(Entries provided Opens)

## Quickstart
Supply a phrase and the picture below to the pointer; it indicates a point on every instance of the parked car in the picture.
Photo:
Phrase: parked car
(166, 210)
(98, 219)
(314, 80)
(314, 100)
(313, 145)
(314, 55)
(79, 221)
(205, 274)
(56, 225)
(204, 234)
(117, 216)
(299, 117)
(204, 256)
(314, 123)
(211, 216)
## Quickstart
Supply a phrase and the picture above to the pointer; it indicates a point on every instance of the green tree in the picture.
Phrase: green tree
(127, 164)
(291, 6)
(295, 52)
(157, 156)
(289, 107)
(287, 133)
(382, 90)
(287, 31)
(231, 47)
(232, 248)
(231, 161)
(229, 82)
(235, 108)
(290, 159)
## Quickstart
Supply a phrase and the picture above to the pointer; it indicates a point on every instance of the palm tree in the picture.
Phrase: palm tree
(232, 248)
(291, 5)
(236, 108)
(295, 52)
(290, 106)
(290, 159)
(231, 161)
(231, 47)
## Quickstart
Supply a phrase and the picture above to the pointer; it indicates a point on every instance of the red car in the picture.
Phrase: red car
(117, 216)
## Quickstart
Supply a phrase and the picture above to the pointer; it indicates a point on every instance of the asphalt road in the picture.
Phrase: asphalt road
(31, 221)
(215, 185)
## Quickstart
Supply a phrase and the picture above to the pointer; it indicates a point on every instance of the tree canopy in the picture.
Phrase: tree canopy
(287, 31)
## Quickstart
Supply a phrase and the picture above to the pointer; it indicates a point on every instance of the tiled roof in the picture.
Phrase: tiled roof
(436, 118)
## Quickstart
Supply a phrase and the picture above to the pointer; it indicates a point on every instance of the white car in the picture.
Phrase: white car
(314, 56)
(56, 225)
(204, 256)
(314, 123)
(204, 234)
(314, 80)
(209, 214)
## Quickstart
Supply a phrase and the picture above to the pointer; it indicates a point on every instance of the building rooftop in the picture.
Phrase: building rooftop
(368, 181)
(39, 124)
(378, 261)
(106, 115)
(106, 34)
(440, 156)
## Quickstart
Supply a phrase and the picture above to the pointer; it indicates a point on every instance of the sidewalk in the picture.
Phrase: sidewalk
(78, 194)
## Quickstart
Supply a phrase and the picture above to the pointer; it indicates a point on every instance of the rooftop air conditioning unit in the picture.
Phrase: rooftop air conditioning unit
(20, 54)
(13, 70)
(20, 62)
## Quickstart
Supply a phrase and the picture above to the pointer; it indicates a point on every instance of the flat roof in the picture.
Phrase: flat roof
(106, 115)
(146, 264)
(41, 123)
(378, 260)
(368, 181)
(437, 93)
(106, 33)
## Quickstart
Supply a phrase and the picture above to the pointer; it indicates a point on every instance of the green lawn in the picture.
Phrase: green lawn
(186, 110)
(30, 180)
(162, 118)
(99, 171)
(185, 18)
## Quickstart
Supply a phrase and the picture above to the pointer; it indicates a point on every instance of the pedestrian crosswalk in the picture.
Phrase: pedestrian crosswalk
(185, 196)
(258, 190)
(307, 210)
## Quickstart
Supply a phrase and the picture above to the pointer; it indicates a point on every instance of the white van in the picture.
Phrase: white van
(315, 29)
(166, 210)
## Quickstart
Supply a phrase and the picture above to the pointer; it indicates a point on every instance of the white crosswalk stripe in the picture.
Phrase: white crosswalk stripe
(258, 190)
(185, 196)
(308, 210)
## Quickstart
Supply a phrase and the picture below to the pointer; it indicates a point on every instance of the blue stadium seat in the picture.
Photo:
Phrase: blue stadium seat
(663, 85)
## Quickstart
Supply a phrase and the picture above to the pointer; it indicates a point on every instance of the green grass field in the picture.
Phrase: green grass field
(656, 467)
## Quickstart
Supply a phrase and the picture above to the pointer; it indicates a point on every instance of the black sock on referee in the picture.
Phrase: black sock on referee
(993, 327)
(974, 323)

(Entries provided Closes)

→ **What the exercise asks**: Copy each line in the entries above where the word "below" shows up.

→ **Your response**:
Supply a phrase and the picture below to the pointer; it indicates a point on every instance of the parked car in the picture.
Supply a phrase and the picture below to the pointer; it indicates a point on every instance of the blue stadium seat in the picture.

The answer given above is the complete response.